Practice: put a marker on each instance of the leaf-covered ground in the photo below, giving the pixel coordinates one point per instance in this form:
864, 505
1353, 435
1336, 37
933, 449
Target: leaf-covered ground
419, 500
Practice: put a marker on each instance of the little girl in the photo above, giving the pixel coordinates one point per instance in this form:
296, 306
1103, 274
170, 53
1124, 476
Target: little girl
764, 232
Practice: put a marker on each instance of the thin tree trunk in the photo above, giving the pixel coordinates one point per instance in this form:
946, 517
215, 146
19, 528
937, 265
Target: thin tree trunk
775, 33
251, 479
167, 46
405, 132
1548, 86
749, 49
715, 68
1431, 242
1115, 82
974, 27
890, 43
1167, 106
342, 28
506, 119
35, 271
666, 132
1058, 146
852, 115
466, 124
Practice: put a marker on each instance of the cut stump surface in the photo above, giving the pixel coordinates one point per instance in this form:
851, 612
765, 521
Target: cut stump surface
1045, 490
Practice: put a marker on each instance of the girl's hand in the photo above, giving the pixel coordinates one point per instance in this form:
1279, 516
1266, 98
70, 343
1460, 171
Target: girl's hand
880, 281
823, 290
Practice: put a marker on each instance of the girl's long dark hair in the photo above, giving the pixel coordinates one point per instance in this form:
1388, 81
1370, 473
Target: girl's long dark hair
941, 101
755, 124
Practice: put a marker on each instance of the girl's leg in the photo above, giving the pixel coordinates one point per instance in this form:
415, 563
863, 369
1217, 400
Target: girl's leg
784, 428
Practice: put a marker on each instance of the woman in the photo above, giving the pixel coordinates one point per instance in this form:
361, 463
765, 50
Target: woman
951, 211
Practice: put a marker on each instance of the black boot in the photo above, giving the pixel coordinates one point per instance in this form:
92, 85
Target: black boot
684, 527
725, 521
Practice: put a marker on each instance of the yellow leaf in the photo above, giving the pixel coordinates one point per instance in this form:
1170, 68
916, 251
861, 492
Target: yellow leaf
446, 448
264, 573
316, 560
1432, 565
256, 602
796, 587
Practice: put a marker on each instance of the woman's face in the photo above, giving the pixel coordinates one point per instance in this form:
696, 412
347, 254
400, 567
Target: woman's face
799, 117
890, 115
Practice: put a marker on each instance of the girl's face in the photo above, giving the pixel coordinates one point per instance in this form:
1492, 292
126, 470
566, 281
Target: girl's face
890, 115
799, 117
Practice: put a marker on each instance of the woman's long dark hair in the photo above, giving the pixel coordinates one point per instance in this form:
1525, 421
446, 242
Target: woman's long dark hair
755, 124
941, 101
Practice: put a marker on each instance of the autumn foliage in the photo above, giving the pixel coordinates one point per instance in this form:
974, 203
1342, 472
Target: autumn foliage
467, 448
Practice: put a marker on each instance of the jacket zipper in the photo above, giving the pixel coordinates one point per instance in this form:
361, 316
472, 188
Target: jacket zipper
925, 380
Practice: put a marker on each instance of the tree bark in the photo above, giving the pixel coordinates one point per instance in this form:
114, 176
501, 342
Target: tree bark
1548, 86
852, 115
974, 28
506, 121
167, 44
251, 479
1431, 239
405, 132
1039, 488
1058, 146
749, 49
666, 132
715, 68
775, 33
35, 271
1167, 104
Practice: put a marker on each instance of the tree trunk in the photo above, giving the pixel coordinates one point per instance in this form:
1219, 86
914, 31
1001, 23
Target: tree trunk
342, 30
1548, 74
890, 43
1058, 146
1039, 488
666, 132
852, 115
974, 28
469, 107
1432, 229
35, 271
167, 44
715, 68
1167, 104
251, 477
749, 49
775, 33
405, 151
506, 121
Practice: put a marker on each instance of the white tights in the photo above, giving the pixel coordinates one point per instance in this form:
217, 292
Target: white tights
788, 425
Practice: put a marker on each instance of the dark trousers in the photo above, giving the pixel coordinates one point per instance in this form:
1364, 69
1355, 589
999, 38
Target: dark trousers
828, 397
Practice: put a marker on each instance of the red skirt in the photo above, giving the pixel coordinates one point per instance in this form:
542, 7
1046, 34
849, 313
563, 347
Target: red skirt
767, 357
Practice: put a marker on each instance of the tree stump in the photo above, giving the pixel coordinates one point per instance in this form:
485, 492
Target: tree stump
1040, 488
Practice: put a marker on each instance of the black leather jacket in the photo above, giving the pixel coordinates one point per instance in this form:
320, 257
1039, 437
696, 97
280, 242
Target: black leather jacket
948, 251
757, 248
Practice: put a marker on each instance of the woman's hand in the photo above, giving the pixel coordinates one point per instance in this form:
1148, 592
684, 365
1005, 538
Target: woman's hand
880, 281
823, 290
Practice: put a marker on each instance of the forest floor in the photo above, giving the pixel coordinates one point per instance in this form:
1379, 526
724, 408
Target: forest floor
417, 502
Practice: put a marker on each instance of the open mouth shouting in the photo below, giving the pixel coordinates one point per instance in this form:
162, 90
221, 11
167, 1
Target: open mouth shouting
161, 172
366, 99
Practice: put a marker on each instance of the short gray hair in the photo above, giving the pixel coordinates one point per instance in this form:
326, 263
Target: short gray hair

(Work instructions): Repeat every record above. Each one must match exactly.

(Exercise answer):
Practice: put a marker on each instance of the leaf-covered ground in the photo below, giving the pixel coordinates one point per instance in this form:
864, 505
1353, 435
1336, 37
933, 449
Target: leaf-covered ground
419, 500
Practice: put a marker on each instance of the little girl in the photo above, giving the pixel coordinates one point per instance in this form:
296, 306
1103, 274
170, 53
1124, 476
Target: little girl
764, 232
Practice: put a marker on each instance of the thin tree trunk in the photo above, giving the pixel coordinates one point per instance in this form:
946, 517
215, 146
19, 528
937, 265
Target: thin tree trunk
775, 33
251, 479
167, 46
405, 132
1548, 86
749, 49
715, 68
1431, 242
1115, 82
974, 27
890, 43
1167, 106
342, 28
506, 119
35, 271
666, 132
1058, 146
852, 115
466, 124
Practice: put a marker on each instance of the cut stump surface in the photo above, giving the pixel coordinates one point per instance in this form:
851, 612
765, 521
Target: cut stump surface
1045, 490
Practice: put a marker on each instance of the girl's hand in the photo above, giving the pixel coordinates one point per instance in this form:
1279, 516
1266, 98
70, 343
1460, 171
Target: girl's hand
880, 281
823, 290
Practice: put a marker on each instance of the girl's long dark hair in the photo above, giving the pixel coordinates one point per instance in this form:
1388, 81
1370, 473
Target: girl's long dark hair
941, 101
755, 124
Practice: put a marker on each instance of the girl's leg in the photo above, giving the pixel coordinates one point per instance in this form:
415, 563
863, 369
1217, 400
Target: girl's leg
784, 428
Practice: put a marker on each instance of the woman in the photo above, giving the pixel coordinates one point per instance in this form:
361, 463
765, 50
Target: woman
951, 211
Practice: put a marker on each instance of the black boot in the photo above, giving the pixel coordinates one point per instance in this form:
92, 85
Target: black boot
684, 527
725, 521
Practice: put a marker on each instance of the yellow leaf in the photo above, giving the pixel coordinates one point per instance in this form:
1170, 68
916, 251
861, 492
Target: yellow leaf
446, 448
264, 573
316, 560
1432, 565
256, 602
796, 587
Practice: put a marker on each instance of the woman's face in the photo above, giving the pixel coordinates one point per instance in this form:
696, 412
347, 254
400, 567
Target: woman's face
799, 117
890, 115
Practice: put a marker on each instance of the girl's face in the photo above, giving the pixel coordinates one point per instance in this form:
1492, 292
126, 470
566, 281
Target: girl's face
890, 115
799, 117
Practice: put a marker on each instance of the woman's long dark hair in the photo above, giving the pixel coordinates one point per instance in this form:
1525, 421
446, 242
Target: woman's long dark hair
755, 124
941, 101
Practice: put a marker on each instance of the autumn foliage in the photo above, giving the pixel coordinates one point per instance in this form:
974, 203
1342, 472
Target: autumn foliage
467, 448
Practice: put a marker on each instance of the jacket zipper in the photo above, giving the pixel coordinates one point per instance in this form:
361, 316
472, 188
Target: jacket zipper
925, 380
Practice: put a marker on each instance of the tree bark in the photo above, giving the pixel coordinates one point per instance in this form:
114, 176
501, 342
Target: tree bark
1548, 86
852, 115
974, 28
506, 121
167, 44
251, 479
1431, 239
405, 132
1039, 488
1058, 146
749, 49
666, 132
715, 68
775, 33
35, 271
1167, 104
Practice: put a marker on each instance of the tree trunk in the photo above, giving the pixel coordinates one point per instance in this form:
1219, 86
914, 31
1001, 23
Target: tree trunk
342, 30
1548, 74
890, 43
1058, 146
1039, 488
666, 132
852, 115
974, 28
469, 107
1432, 229
35, 271
167, 44
715, 68
1167, 104
251, 477
749, 49
775, 33
405, 151
506, 121
Practice: put a marker on each instance of the white tights in the photo above, giving the pixel coordinates one point per instance in this form:
217, 292
Target: white tights
788, 425
Practice: put a marker on each instance of the dark trousers in the photo above, giving the pixel coordinates one point per instance in this form:
1364, 69
1355, 589
999, 38
Target: dark trousers
828, 397
Practice: put a marker on each instance of the red skirt in the photo above, giving the pixel coordinates one point per instance in this form:
542, 7
1046, 34
849, 313
563, 347
Target: red skirt
767, 357
Practice: put a marker on each instance of the tree stump in the photo above, giving the pixel coordinates one point per instance in this form:
485, 492
Target: tree stump
1040, 488
Practice: put a marker on each instance of the black leather jacket in the photo above, giving the pixel coordinates one point per instance in this form:
320, 257
1039, 437
696, 97
280, 242
Target: black leather jacket
948, 251
757, 248
Practice: put a marker on each instance of the woman's hand in the photo above, giving the pixel coordinates one point per instance in this form:
1148, 592
684, 365
1005, 538
Target: woman's hand
880, 281
823, 290
Practice: put a marker on each instance of the forest floor in the photo above, giving the pixel coordinates one point per instance in this form:
1379, 526
724, 408
Target: forest floor
417, 502
Practice: put a marker on each instance of the open mouth shouting in the photo below, giving the pixel coordinates one point per instance in this form:
162, 90
221, 11
167, 1
Target: open mouth shouting
161, 172
366, 99
Practice: put a marker on each instance of the short gray hair in the photo above, giving the pixel coordinates one point per instance in this form:
326, 263
Target: short gray hair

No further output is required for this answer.